[Point annotation dataset records]
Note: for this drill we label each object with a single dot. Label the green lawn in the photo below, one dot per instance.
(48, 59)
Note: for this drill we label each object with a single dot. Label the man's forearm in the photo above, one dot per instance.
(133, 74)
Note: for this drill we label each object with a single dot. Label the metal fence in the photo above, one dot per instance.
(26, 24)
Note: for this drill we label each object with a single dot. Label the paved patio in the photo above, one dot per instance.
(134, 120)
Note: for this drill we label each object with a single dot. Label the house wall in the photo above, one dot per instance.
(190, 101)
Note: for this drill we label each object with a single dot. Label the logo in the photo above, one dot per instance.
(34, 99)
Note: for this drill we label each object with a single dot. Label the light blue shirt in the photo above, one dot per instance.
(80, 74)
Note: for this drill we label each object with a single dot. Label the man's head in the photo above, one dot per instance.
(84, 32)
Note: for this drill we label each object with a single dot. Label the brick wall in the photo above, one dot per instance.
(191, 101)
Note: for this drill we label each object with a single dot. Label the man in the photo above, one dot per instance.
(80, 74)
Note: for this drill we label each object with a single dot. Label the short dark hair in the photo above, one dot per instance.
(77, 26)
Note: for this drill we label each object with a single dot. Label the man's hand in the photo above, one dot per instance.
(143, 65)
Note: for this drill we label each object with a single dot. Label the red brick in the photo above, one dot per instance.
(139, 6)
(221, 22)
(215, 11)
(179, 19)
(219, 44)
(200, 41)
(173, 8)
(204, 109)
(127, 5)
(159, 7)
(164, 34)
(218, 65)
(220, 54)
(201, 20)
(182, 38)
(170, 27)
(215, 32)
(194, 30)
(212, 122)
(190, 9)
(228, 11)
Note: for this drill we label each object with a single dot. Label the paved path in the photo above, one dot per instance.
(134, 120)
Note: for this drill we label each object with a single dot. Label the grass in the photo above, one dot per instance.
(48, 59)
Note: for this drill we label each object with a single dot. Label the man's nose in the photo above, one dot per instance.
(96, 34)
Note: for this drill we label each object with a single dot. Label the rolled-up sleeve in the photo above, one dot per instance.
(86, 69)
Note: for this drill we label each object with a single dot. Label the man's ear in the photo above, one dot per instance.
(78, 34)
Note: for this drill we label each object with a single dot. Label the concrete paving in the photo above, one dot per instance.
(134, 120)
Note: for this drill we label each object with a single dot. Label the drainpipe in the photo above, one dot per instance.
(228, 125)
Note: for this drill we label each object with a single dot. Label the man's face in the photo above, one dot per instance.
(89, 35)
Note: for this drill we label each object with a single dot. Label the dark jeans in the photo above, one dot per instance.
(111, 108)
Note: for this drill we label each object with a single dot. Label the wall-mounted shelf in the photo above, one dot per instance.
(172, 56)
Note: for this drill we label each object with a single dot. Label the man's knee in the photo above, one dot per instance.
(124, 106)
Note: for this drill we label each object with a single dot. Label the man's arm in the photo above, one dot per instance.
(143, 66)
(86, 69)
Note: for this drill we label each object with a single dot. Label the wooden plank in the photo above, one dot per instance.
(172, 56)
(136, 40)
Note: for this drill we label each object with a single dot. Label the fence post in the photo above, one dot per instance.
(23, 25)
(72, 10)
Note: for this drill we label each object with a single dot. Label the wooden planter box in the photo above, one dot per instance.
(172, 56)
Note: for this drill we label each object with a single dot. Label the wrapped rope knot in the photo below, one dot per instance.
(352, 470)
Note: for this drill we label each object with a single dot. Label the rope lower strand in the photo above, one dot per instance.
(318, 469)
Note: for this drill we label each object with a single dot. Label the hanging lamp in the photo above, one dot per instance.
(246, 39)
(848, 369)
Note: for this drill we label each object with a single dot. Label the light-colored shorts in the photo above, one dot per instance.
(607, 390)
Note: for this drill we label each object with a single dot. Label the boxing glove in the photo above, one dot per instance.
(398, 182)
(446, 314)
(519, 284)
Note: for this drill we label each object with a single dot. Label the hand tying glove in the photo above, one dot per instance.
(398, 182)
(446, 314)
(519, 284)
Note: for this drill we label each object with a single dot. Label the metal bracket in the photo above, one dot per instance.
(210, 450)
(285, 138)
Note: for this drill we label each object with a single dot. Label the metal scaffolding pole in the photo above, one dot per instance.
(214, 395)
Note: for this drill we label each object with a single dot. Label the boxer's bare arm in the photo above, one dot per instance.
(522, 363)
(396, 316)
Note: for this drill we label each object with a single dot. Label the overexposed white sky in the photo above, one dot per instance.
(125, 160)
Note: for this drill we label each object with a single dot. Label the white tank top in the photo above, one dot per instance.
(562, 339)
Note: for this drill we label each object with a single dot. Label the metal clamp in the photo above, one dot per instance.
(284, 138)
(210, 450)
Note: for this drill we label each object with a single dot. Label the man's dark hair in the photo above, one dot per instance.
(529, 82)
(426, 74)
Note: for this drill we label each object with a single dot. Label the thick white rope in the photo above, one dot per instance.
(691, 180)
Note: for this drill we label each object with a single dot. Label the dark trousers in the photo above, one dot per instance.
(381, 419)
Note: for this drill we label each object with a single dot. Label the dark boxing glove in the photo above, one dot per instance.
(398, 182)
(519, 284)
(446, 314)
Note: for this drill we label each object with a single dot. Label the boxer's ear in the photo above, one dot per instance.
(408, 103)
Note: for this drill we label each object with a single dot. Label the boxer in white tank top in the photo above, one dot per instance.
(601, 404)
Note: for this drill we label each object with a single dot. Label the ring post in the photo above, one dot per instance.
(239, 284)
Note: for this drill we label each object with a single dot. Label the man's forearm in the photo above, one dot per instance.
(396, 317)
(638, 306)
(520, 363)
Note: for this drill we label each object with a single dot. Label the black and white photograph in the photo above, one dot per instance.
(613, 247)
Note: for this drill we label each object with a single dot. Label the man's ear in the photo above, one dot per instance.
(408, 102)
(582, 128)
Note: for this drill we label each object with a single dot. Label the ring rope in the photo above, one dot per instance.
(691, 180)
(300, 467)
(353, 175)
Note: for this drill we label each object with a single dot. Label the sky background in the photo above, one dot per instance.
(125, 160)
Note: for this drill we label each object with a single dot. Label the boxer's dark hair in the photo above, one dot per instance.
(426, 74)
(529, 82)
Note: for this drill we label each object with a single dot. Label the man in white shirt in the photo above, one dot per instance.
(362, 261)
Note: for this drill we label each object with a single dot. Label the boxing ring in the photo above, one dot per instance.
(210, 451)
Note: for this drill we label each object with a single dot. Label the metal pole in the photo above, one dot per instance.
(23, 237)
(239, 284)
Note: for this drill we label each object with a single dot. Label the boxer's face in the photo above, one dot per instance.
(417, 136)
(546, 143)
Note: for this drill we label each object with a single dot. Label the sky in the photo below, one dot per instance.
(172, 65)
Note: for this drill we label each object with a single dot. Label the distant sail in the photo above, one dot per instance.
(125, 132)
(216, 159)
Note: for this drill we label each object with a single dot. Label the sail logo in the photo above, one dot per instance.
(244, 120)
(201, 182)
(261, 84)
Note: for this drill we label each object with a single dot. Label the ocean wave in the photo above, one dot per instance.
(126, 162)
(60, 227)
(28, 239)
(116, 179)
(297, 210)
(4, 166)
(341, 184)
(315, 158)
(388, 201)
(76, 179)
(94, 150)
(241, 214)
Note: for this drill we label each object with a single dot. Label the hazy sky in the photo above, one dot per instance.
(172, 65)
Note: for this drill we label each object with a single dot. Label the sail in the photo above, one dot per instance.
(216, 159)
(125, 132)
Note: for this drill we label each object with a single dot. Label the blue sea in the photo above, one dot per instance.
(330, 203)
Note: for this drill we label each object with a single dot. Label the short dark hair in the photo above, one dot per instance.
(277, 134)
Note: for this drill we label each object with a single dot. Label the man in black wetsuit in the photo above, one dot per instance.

§ Work required: Above are the records; retype them all without a single difference.

§ Solution below:
Note: for this drill we label each object with a single dot. Label the green lawn in the photo below, one dot per instance.
(48, 59)
Note: for this drill we label each object with a single dot. Label the man's forearm in the photo above, one dot per instance.
(133, 74)
Note: for this drill we label each object with a single dot. Label the metal fence in the photo above, one dot per instance.
(26, 24)
Note: for this drill we label each object with a single dot. Label the paved patio in the photo above, one dot per instance.
(134, 120)
Note: for this drill we label each object with a single dot. Label the house wall in the photo above, one dot per instance.
(190, 101)
Note: for this drill we label each object with a single dot. Label the logo in the photo above, one dot per instance.
(34, 99)
Note: for this drill we label each object with a single dot. Label the light blue shirt in the photo above, one dot per instance.
(80, 74)
Note: for this drill we label each object with a single dot. Label the man's head in the photo above, one dot per instance.
(84, 32)
Note: for this drill we label each object with a single dot. Label the brick wall in the photo above, one dot per instance.
(191, 101)
Note: for this drill we label each object with a single dot. Label the man in the photo above, one dot per instance.
(80, 74)
Note: for this drill we label each object with a single dot. Label the short dark hair in the photo above, one dot per instance.
(77, 26)
Note: for this drill we label each object with a single dot. Label the man's hand in the photo above, one dot per instance.
(143, 65)
Note: for this drill we label each object with a single dot. Label the red brick in the photo above, one dot per instance.
(139, 6)
(221, 22)
(215, 11)
(179, 19)
(219, 44)
(200, 41)
(173, 8)
(204, 109)
(127, 5)
(159, 7)
(164, 34)
(218, 65)
(220, 54)
(201, 20)
(182, 38)
(170, 27)
(215, 32)
(194, 30)
(212, 122)
(190, 9)
(228, 11)
Note: for this drill we label each object with a single dot. Label the paved path in the photo above, one dot per instance.
(134, 120)
Note: for this drill we label each object with a single dot. Label the grass in the photo above, one dot per instance.
(48, 59)
Note: for this drill we label each object with a single dot. Label the man's nose in the photo above, one dot per instance.
(96, 34)
Note: for this drill we label each object with a single dot. Label the rolled-up sleeve in the photo above, one dot per instance.
(86, 69)
Note: for this drill we label each object with a single dot. Label the man's ear in the photo above, one dot per instance.
(78, 34)
Note: for this drill we label each object with a single dot. Label the concrete paving in the photo above, one dot per instance.
(134, 120)
Note: for this drill we label each object with a single dot. Label the drainpipe in the photo above, one dot per instance.
(228, 125)
Note: for this drill we label each object with a single dot. Label the man's face in the photo above, one dot per instance.
(89, 35)
Note: for this drill we label each object with a single dot. Label the dark jeans in the photo above, one dot per instance.
(111, 108)
Note: for this drill we label each object with a single dot. Label the wall-mounted shelf in the photo above, one dot per instance.
(172, 56)
Note: for this drill we label each object with a single dot. Label the man's knee in the photo above, one dot per instance.
(124, 106)
Note: for this drill we label each object with a single dot. Label the man's arm in the photo above, one dot per instance.
(143, 66)
(86, 69)
Note: for this drill we label each object with a single dot. Label the wooden plank in the photo above, one dot per instance.
(172, 56)
(136, 40)
Note: for this drill we label each object with a single dot. Label the fence post in the photo above, one dot per instance.
(23, 25)
(72, 10)
Note: for this drill we label each object with a single dot. Label the wooden planter box in the photo above, one dot per instance.
(172, 56)
Note: for this drill we label each object with a single dot. Label the wrapped rope knot in the photo below, one dot per instance.
(352, 470)
Note: for this drill we label each object with a single dot. Label the rope lower strand in the photo above, one dot per instance.
(318, 469)
Note: for this drill we label each object with a single dot. Label the hanging lamp in the photo above, one dot per instance.
(246, 39)
(848, 369)
Note: for this drill we label each object with a single dot. Label the light-colored shorts in the photo above, one dot per instance.
(607, 390)
Note: for this drill we label each object with a single dot. Label the boxing glove in the photo above, one dot per instance.
(398, 182)
(446, 314)
(519, 284)
Note: for this drill we label each object with a single dot. Label the hand tying glove in the photo above, one dot per instance.
(398, 182)
(446, 314)
(519, 284)
Note: for this drill we label each object with a single dot. Label the metal bracket in the photo above, one dot per instance.
(210, 450)
(285, 138)
Note: for this drill we label each object with a single dot. Label the metal scaffolding pole in the photo above, one dot per instance.
(214, 395)
Note: for this drill we label each object with a single dot. Label the boxer's bare arm in the photo above, one dot per instance.
(522, 363)
(396, 316)
Note: for this drill we label each object with a single dot. Label the overexposed white sky in the photo above, one dot per instance.
(125, 160)
Note: for this drill we label each object with a single dot. Label the white tank top in the photo above, one dot per instance.
(562, 339)
Note: for this drill we label each object with a single dot. Label the metal clamp in the photo above, one dot per instance.
(284, 138)
(210, 450)
Note: for this drill we label each object with a single dot. Label the man's dark hair in the photo above, one dot per instance.
(529, 82)
(426, 74)
Note: for this drill we label each object with a single dot. Label the thick white rope in the photo above, one dot per instance.
(691, 180)
Note: for this drill we label each object with a single dot. Label the dark trousers in the photo above, one dot per instance.
(381, 419)
Note: for this drill we label each object with a single dot. Label the dark boxing glove in the photo above, one dot per instance.
(398, 182)
(519, 284)
(446, 314)
Note: for this drill we label each object with a single dot. Label the boxer's ear in the photo above, one dot per instance.
(408, 103)
Note: for this drill we label each object with a single dot. Label the boxer in white tank top in the photo above, one dot per instance.
(601, 404)
Note: for this drill we label each object with a single dot. Label the ring post in the photo above, one dot per instance.
(239, 284)
Note: for this drill we label each object with a single dot. Label the man's forearm in the photo above, one dot per instance.
(396, 317)
(638, 306)
(520, 363)
Note: for this drill we label each object with a single dot. Label the black and white photograph in the photo above, one dot per instance.
(613, 247)
Note: for this drill we label each object with a single dot. Label the man's ear in the photo above, one dot per instance.
(408, 102)
(582, 128)
Note: for this drill we label each object with a single dot. Label the ring rope in the photo above, one dot per instance.
(691, 180)
(300, 467)
(353, 175)
Note: for this drill we label each object with a single dot. Label the sky background in the photo above, one dot per instance.
(125, 160)
Note: for this drill we label each object with a single dot. Label the boxer's dark hair in the photo above, one dot per instance.
(426, 74)
(529, 82)
Note: for this drill we label each object with a single dot. Label the man in white shirt in the photo above, one dot per instance.
(362, 261)
Note: for this drill we label each object with a single dot. Label the boxing ring in the photo above, one dot per instance.
(210, 451)
Note: for this drill we label each object with a single dot. Label the metal pole in the photo above, one dot per instance.
(23, 237)
(239, 284)
Note: for this drill we label each object with a single dot. Label the boxer's face in the photo above, one dot per instance.
(417, 136)
(546, 143)
Note: for this drill we label each object with a single dot. Label the sky in the photo below, one dot per instance.
(172, 65)
Note: for this drill we label each object with a single dot. Label the distant sail in the photo above, one dot per instance.
(125, 132)
(216, 159)
Note: for this drill we label each object with a single dot. Label the sail logo in the photo above, one dot per instance.
(244, 120)
(201, 182)
(261, 84)
Note: for this drill we label each object with a single dot. Label the ocean wave in the photo above, one dot per instance.
(126, 162)
(60, 227)
(28, 239)
(116, 179)
(297, 210)
(4, 166)
(341, 184)
(315, 158)
(388, 201)
(76, 179)
(94, 150)
(241, 214)
Note: for this drill we label each object with a single dot. Label the hazy sky in the photo above, one dot per instance.
(172, 65)
Note: for this drill we label each object with a single dot. Label the sail in the photo above, one dot per instance.
(216, 159)
(125, 132)
Note: for this drill we label each object with a single dot. Label the blue sea in the photo above, one dot per instance.
(330, 203)
Note: for this drill we label each object with a single dot. Label the short dark hair in the photo above, one dot per instance.
(277, 134)
Note: for this drill we label each object with a single dot. Label the man in black wetsuit in the photo above, one dot per instance.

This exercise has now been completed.